- [WHAT TO WORK ON]
**A)** Reproduce the part of the text on qualifying for benefits between "Social Security will" and "months or longer.", inclusive.
**B)** Using the text on qualifying for benefits, answer these questions:
(i) How many steps are in the process the Social Security Administration uses to determine eligibility for disability benefits?
(ii) What monthly earnings amount does the text currently give for Substantial Gainful Activity?
(iii) How long must the medical condition have lasted or be expected to last?

- [EXCERPT TO READ]
◇ ◇ ◇

How to Qualify for Benefits
The Social Security Administration uses a five-step process to determine eligibility for disability benefits. They ask the following five questions:
The first question in determining whether you are disabled is income. Do you have earnings that disqualify you from disability regardless of whether you have a disabling medical condition. You may earn up to a certain amount each month before you are considered performing Substantial Gainful Activity. Currently that amount is $1,310.00. If you earn more than this amount you are not disabled and the inquiry stops at step one.
The table listing Substantial Gainful Activity amounts by year is here.
Learn more about how working and disability here.
If you do not earn too much money, then the second question asked is whether you have a qualifying medical condition.
Social Security will only consider medical conditions that are diagnosed by a qualified medical source, such as a doctor, psychologist, physician's assistant, or a registered nurse.
The medical condition must have lasted or will last twelve months or longer.

◇ ◇ ◇

- [INFORMATION PROVIDED]
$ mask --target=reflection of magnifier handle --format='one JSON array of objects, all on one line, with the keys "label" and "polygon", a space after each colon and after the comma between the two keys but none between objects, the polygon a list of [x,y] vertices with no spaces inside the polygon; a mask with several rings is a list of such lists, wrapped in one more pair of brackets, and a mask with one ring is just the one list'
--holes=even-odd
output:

◇ ◇ ◇

- [PER-TASK ANSWERS]
**A)**
Social Security will only consider medical conditions that are diagnosed by a qualified medical source, such as a doctor, psychologist, physician's assistant, or a registered nurse.
The medical condition must have lasted or will last twelve months or longer.

**B)**
(i) Five.
(ii) $1,310.00.
(iii) Twelve months or longer.